YOUR TASK.
Without the pictures, give the records again exactly as they appear.
-------------------------
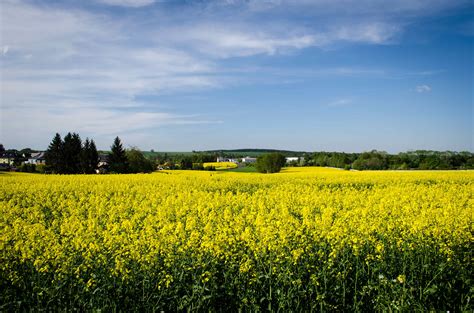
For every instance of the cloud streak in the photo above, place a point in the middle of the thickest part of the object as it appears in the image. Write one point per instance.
(60, 64)
(423, 88)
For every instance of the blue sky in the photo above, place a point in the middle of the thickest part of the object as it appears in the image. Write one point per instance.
(194, 75)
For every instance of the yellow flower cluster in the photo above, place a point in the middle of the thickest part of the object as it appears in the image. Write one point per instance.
(302, 231)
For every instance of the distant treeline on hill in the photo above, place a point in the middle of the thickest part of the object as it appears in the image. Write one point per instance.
(84, 158)
(371, 160)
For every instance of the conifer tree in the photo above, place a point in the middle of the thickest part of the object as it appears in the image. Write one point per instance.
(118, 162)
(93, 156)
(54, 155)
(72, 148)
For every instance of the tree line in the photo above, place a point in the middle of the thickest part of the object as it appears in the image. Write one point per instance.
(72, 156)
(380, 160)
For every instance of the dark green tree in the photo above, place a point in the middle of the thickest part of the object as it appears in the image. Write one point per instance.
(89, 157)
(138, 163)
(118, 162)
(54, 155)
(270, 162)
(72, 148)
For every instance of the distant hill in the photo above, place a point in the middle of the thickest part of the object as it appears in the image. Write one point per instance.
(254, 152)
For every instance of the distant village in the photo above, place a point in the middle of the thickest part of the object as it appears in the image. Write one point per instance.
(13, 161)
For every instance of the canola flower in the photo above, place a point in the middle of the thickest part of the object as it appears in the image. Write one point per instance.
(303, 239)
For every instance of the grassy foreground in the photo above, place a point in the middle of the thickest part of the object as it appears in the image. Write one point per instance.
(304, 239)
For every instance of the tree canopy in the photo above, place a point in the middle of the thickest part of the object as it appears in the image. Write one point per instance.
(270, 162)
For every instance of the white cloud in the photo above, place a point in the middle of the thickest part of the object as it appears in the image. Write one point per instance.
(128, 3)
(5, 50)
(59, 64)
(340, 102)
(423, 88)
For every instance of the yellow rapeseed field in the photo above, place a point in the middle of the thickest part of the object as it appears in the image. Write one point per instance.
(220, 165)
(300, 240)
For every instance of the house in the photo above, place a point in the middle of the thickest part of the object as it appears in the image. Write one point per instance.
(249, 160)
(37, 158)
(8, 158)
(222, 159)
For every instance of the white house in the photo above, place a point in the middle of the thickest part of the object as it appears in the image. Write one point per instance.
(222, 159)
(249, 160)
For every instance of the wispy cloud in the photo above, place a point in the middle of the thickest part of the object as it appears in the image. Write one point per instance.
(59, 63)
(423, 88)
(128, 3)
(340, 102)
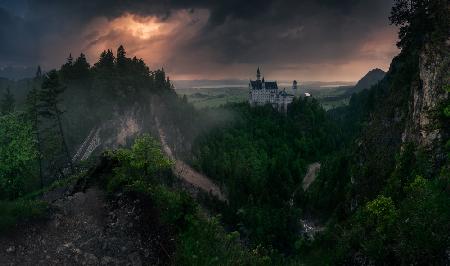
-------------------------
FINISHED EXERCISE.
For every instance of the cloud streak in the photo above, place a point in the middle of the thickest part of the object as it appears in the image. Write one point per instance.
(60, 64)
(423, 88)
For every instance of the blue sky in the photo above, place a point in the middle of the thickest part of the object as it appears in the image. Write one point per instance.
(194, 75)
For every instance of the yellow flower cluster in the photo above, place a point in the middle of the thickest part of the object as it appears in the image. Write one point per instance.
(302, 231)
For every instance of the distant treeline on hill in the photo above, place a point in the middle of the thickest part of the object as it appears in the image. Write one point per instance.
(84, 158)
(371, 160)
For every instance of the conifer tree in the photo above, place a point in the middle of the thickest part of the object as it appears in the image. Write one point per instance.
(118, 162)
(93, 156)
(54, 155)
(72, 148)
For every instance of the tree line in the photo above, place a point in the middle of the thickest part of the object as it appears in the image. Write one point per instance.
(72, 156)
(380, 160)
For every instance of the dark green tree in the photo above, place a point in the middle of the thickest part of the object as it appears in the image. Write one point per instance.
(89, 157)
(138, 163)
(118, 162)
(54, 155)
(270, 162)
(72, 148)
For every instance of the distant hill in the photo above, place a point in the middle of the thickest part of the object as it appears in the image. Write one point per instance.
(254, 152)
For every instance of the distant village in the photo above, place a point in the middle of the thickest part of the object as it appears in the image. Write one point per instance.
(13, 161)
For every instance of the canola flower in the photo above, place a point in the middle of the thickest part of the object as it appears in the image. Write one point per instance.
(303, 239)
For every instance of the grassy foreground in the photo above, place a point in the middle of the thickest part of the object as it appears in the image. Write one point per instance.
(304, 239)
For every instance of the tree canopy in the photo above, place a point in the middle of the thickest part of the object as it appears in the image. Write one point per instance.
(270, 162)
For every instance of the white cloud in the photo above, place a point in the middle of the thickest part of the object as it appears in the image. Write one point per instance.
(128, 3)
(5, 50)
(59, 64)
(340, 102)
(423, 88)
For every instance of the yellow rapeseed field in the photo above, place a point in the middle of the thickest part of the object as it appears in the image. Write one point per instance.
(220, 165)
(300, 240)
For every instance of the house in the photo above, place a point in the middle of the thickest part of the object as it appears in the image. Write one point per instance.
(249, 160)
(37, 158)
(8, 158)
(222, 159)
For every instance of the white house in the photo above, place a point in the middle of the thickest part of the object as it appears in the image. Write one point per instance.
(222, 159)
(249, 160)
For every instance of the wispy cloud in the photo above, place a point in the middle of the thickest part of the object as it appears in the image. Write one point per instance.
(59, 63)
(423, 88)
(128, 3)
(340, 102)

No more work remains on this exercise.